INFORMATION GIVEN Block Start

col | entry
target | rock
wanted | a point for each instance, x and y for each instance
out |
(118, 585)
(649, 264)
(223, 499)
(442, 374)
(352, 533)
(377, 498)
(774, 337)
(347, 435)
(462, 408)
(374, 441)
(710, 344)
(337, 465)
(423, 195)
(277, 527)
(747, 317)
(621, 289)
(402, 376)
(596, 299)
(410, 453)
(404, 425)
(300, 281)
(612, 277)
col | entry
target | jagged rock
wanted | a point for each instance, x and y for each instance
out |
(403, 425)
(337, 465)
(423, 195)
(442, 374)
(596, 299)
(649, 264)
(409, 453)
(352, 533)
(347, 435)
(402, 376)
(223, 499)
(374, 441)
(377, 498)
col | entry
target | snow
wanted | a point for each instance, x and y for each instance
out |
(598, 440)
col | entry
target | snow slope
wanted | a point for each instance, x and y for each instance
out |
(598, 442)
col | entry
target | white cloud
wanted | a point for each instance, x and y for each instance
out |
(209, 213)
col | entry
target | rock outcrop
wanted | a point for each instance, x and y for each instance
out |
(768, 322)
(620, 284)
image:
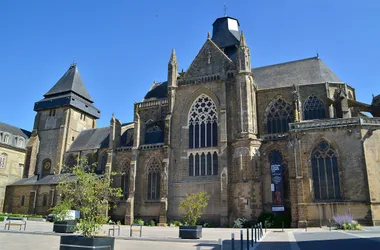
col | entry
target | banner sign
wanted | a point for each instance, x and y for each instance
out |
(277, 188)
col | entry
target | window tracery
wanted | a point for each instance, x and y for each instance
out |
(324, 161)
(313, 108)
(278, 115)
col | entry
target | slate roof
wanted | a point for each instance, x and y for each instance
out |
(14, 130)
(71, 81)
(157, 91)
(305, 71)
(69, 90)
(47, 180)
(91, 139)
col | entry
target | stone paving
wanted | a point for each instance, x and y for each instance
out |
(39, 236)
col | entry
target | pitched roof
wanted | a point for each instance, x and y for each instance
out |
(157, 91)
(91, 139)
(305, 71)
(14, 130)
(47, 180)
(71, 81)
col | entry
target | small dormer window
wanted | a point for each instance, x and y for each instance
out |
(52, 112)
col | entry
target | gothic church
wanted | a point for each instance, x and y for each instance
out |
(289, 138)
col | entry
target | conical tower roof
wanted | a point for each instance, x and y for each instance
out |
(71, 81)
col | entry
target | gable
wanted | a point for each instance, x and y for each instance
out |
(210, 60)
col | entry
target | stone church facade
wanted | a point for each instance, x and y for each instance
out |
(288, 137)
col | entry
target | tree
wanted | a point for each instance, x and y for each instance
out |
(89, 193)
(192, 207)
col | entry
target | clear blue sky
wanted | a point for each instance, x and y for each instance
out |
(121, 47)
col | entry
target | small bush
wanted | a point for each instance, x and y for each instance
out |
(175, 223)
(346, 222)
(139, 221)
(152, 223)
(239, 222)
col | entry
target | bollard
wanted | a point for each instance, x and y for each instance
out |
(233, 241)
(247, 238)
(241, 240)
(252, 236)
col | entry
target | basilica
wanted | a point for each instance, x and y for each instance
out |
(288, 138)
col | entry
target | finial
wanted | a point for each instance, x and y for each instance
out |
(243, 43)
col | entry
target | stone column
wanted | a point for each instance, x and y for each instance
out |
(164, 194)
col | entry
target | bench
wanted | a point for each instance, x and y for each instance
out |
(15, 221)
(114, 227)
(134, 229)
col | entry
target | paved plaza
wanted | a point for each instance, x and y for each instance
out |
(39, 235)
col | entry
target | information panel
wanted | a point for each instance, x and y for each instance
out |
(277, 188)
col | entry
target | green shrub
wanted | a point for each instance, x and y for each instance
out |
(270, 220)
(175, 223)
(152, 223)
(139, 221)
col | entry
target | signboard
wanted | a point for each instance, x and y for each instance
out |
(277, 188)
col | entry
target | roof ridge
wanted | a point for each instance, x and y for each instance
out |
(294, 61)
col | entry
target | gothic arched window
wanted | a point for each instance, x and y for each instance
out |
(278, 115)
(154, 170)
(201, 164)
(46, 166)
(44, 200)
(203, 123)
(125, 180)
(70, 162)
(3, 160)
(313, 108)
(324, 163)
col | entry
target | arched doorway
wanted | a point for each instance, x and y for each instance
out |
(280, 187)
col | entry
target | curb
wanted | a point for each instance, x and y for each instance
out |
(210, 242)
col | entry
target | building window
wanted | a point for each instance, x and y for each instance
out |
(154, 170)
(22, 202)
(70, 163)
(202, 164)
(278, 115)
(203, 123)
(103, 163)
(313, 108)
(6, 138)
(125, 181)
(44, 200)
(3, 160)
(324, 162)
(46, 166)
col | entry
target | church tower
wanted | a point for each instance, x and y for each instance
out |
(62, 114)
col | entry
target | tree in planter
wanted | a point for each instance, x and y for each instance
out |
(88, 193)
(192, 207)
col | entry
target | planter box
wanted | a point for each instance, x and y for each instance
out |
(79, 242)
(66, 226)
(190, 232)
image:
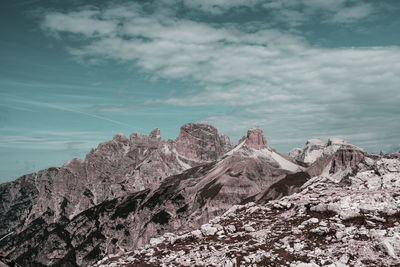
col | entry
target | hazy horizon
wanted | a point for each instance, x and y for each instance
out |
(73, 74)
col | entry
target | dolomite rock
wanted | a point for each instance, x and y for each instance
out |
(323, 240)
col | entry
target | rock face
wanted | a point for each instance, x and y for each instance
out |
(201, 142)
(256, 139)
(128, 193)
(180, 202)
(316, 148)
(337, 219)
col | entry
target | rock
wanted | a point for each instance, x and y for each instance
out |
(199, 141)
(249, 228)
(256, 139)
(156, 241)
(208, 229)
(230, 228)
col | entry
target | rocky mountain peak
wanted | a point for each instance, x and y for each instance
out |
(121, 138)
(255, 138)
(201, 142)
(155, 133)
(316, 148)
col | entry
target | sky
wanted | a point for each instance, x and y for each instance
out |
(74, 73)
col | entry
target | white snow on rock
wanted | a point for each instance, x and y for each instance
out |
(352, 219)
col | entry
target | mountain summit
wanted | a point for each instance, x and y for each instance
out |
(128, 193)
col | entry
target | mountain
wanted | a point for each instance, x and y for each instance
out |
(127, 193)
(347, 218)
(180, 202)
(115, 168)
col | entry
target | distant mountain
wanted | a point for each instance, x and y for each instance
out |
(127, 192)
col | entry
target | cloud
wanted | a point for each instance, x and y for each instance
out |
(270, 76)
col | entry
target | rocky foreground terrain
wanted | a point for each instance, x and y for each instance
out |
(351, 218)
(199, 200)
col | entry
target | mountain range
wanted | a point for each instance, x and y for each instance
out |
(199, 200)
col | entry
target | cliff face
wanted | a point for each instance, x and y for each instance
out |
(115, 168)
(128, 191)
(338, 219)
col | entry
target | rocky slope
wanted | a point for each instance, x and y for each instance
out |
(347, 218)
(316, 148)
(128, 192)
(180, 202)
(115, 168)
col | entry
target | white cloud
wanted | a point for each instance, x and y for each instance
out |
(350, 14)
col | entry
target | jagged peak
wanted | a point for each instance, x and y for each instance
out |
(155, 133)
(256, 138)
(120, 137)
(315, 141)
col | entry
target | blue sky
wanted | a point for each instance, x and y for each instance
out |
(73, 73)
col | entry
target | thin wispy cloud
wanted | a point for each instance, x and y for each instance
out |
(64, 107)
(271, 74)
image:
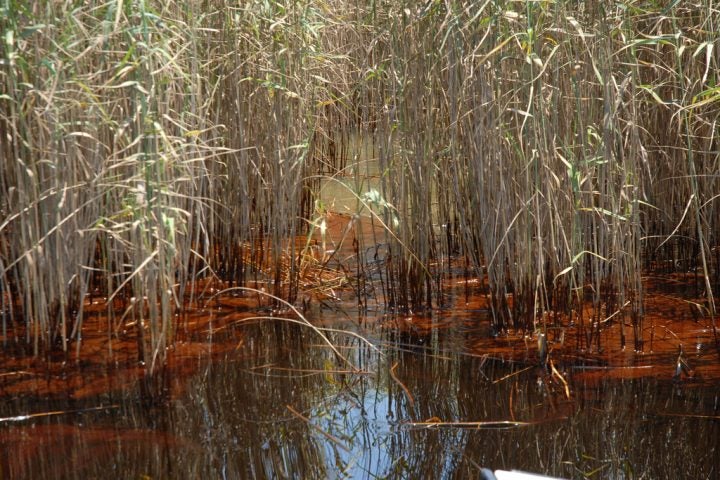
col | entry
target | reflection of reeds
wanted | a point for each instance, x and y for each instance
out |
(560, 148)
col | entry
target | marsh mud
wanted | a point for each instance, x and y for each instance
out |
(247, 391)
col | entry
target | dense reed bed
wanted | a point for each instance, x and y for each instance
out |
(562, 148)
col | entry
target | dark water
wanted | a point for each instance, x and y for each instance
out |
(281, 404)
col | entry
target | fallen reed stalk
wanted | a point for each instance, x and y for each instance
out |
(561, 148)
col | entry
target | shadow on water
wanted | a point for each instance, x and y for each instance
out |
(280, 404)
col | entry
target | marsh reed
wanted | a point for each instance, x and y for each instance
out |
(563, 149)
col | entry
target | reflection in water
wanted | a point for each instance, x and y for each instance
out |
(284, 406)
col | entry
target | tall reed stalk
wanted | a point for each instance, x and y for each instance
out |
(561, 148)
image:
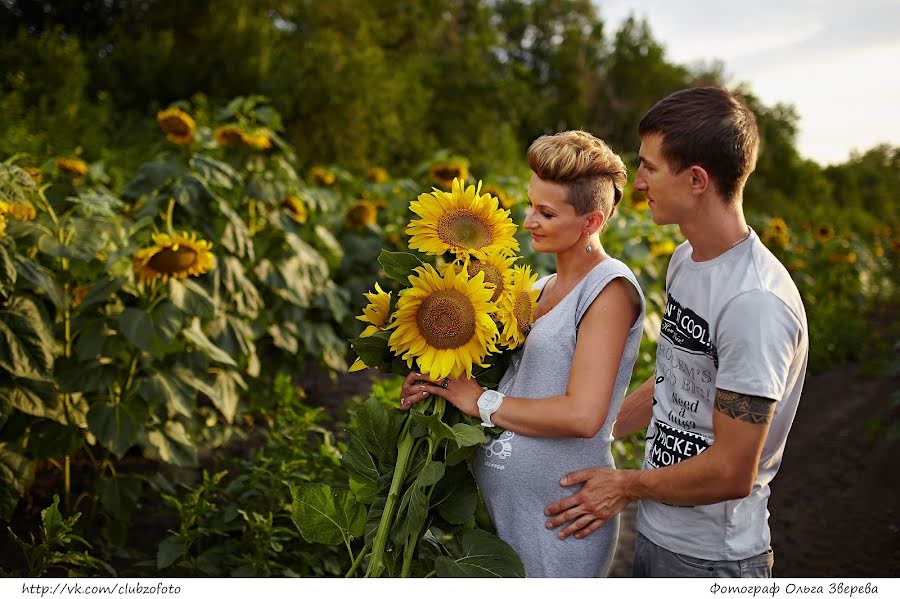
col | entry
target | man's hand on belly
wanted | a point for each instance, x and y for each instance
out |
(602, 496)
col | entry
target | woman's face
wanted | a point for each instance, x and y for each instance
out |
(550, 218)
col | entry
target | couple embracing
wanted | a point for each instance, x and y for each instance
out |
(730, 361)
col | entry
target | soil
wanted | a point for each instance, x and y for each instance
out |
(833, 510)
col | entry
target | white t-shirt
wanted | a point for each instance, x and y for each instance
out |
(736, 323)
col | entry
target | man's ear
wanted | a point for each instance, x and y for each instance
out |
(699, 179)
(594, 222)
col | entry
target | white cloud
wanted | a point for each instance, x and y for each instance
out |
(834, 60)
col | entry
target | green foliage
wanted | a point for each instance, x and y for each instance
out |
(58, 549)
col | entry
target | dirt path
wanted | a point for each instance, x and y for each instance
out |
(834, 508)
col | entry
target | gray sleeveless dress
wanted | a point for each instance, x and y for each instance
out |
(518, 476)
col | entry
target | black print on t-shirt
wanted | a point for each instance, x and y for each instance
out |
(687, 330)
(672, 445)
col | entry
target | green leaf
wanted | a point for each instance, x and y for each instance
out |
(49, 439)
(159, 389)
(195, 335)
(372, 350)
(173, 445)
(100, 291)
(483, 556)
(358, 460)
(91, 338)
(16, 476)
(30, 397)
(378, 429)
(170, 550)
(332, 250)
(326, 515)
(26, 341)
(116, 426)
(137, 326)
(7, 271)
(214, 171)
(398, 265)
(411, 516)
(455, 496)
(40, 278)
(191, 298)
(74, 376)
(150, 177)
(93, 203)
(437, 426)
(430, 474)
(166, 321)
(119, 495)
(466, 435)
(225, 396)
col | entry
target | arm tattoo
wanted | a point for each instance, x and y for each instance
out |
(749, 408)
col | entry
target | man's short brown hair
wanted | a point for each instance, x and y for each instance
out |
(708, 127)
(594, 175)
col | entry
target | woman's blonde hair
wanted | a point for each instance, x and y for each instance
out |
(594, 175)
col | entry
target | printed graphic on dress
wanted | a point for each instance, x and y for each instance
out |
(498, 447)
(672, 445)
(687, 330)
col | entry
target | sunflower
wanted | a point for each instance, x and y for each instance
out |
(443, 321)
(461, 222)
(376, 174)
(228, 135)
(497, 270)
(35, 173)
(824, 233)
(776, 233)
(663, 248)
(258, 140)
(376, 312)
(178, 125)
(177, 256)
(443, 173)
(322, 175)
(72, 166)
(296, 208)
(838, 258)
(517, 307)
(506, 200)
(362, 213)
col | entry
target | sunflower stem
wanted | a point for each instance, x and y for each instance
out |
(404, 450)
(169, 212)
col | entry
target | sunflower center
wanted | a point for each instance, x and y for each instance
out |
(522, 310)
(446, 319)
(170, 260)
(175, 126)
(446, 173)
(492, 274)
(464, 229)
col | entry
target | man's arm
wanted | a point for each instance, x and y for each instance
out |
(727, 470)
(636, 410)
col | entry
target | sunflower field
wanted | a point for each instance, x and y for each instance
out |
(162, 338)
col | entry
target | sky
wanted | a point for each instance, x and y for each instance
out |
(836, 61)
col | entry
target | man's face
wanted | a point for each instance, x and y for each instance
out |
(668, 194)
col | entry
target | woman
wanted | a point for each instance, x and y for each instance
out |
(560, 396)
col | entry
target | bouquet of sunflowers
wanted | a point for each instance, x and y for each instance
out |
(454, 316)
(411, 496)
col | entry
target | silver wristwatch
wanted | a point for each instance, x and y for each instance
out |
(488, 403)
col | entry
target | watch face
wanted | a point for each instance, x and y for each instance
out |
(489, 399)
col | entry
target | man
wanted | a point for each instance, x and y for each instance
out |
(730, 362)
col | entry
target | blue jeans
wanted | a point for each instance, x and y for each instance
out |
(652, 561)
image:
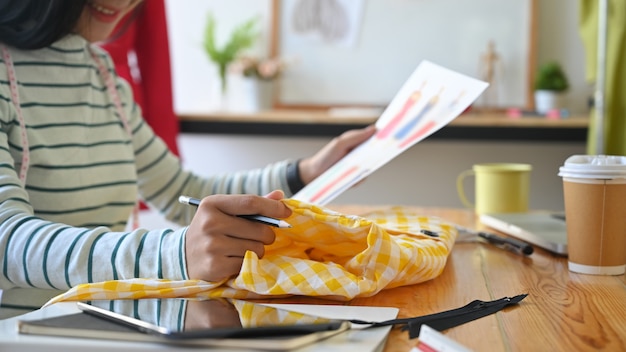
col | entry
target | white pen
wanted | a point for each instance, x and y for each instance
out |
(255, 217)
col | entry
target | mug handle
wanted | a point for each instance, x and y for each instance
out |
(461, 190)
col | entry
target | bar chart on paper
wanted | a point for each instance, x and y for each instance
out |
(431, 98)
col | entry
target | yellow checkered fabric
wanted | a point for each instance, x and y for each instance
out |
(324, 254)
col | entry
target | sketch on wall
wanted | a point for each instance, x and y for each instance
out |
(334, 22)
(393, 38)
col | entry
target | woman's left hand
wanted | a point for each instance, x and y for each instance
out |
(332, 152)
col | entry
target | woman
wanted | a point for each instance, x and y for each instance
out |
(75, 155)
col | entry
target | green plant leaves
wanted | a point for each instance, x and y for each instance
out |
(551, 77)
(242, 37)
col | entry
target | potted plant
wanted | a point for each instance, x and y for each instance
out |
(550, 84)
(242, 37)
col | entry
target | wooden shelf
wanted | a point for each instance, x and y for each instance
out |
(469, 126)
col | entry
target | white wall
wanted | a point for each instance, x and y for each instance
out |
(195, 78)
(423, 175)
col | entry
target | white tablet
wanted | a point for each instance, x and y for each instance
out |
(544, 230)
(217, 324)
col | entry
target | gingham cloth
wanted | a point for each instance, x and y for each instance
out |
(325, 254)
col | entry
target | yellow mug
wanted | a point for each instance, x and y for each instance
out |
(499, 187)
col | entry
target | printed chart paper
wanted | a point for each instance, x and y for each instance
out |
(431, 98)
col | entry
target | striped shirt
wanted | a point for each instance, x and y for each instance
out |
(65, 226)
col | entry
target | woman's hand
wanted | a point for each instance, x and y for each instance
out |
(332, 152)
(217, 239)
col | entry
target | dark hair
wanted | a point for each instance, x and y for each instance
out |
(34, 24)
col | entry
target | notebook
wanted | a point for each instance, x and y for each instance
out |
(544, 230)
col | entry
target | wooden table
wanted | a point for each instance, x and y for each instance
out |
(564, 311)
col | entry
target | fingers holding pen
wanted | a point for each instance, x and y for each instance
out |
(217, 238)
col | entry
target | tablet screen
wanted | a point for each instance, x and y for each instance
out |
(216, 318)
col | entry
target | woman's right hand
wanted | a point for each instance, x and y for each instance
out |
(217, 240)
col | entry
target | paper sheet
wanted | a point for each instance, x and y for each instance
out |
(431, 98)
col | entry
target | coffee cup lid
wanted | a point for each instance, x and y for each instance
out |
(594, 166)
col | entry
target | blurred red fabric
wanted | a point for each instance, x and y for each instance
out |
(147, 37)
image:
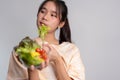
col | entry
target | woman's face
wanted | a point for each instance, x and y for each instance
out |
(48, 16)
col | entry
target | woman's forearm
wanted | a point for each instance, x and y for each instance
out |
(33, 74)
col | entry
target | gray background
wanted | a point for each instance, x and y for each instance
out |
(95, 28)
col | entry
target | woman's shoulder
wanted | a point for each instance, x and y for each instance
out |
(69, 45)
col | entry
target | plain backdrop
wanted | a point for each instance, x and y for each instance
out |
(95, 26)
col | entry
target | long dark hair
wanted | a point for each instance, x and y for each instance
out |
(62, 11)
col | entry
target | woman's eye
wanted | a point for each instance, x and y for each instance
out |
(53, 15)
(42, 11)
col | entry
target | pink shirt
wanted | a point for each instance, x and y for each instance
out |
(72, 63)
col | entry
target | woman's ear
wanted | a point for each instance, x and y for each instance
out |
(61, 24)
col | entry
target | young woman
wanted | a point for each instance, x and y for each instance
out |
(64, 57)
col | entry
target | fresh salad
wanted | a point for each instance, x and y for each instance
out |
(29, 52)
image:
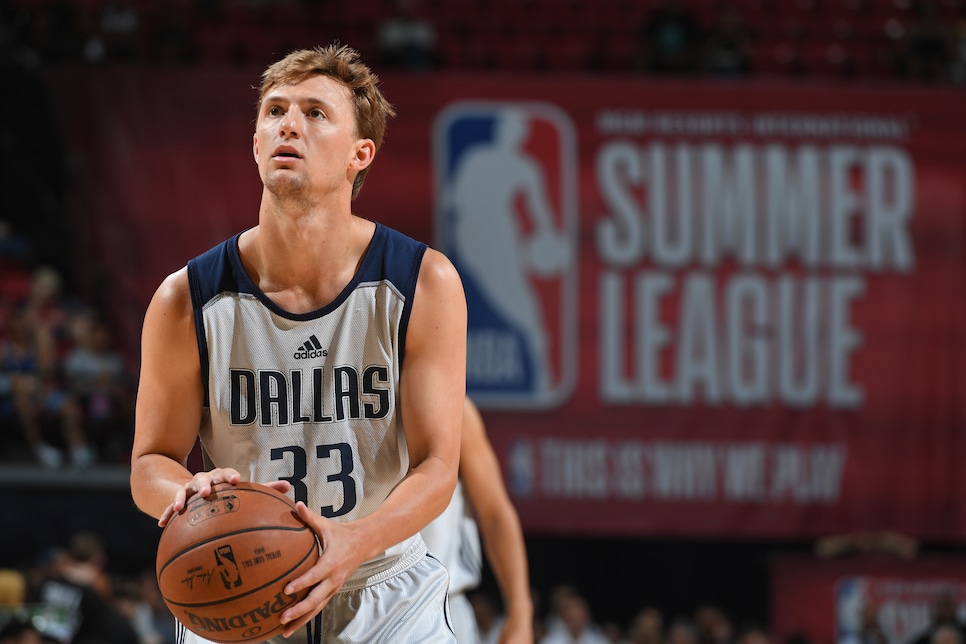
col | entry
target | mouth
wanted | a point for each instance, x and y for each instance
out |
(286, 153)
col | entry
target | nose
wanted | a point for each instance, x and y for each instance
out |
(290, 125)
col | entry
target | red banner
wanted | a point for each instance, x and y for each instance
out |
(697, 308)
(831, 602)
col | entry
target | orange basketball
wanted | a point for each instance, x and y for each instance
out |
(224, 560)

INFORMATION GIVEN Block End

→ **TASK STATEMENT**
Copy each line above that contains the word "white".

→ **PROBLEM SOLUTION**
target | white cloud
target | white snow on rock
target | white cloud
target | white t-shirt
target | white cloud
target | white pen
target | white wall
target | white tablet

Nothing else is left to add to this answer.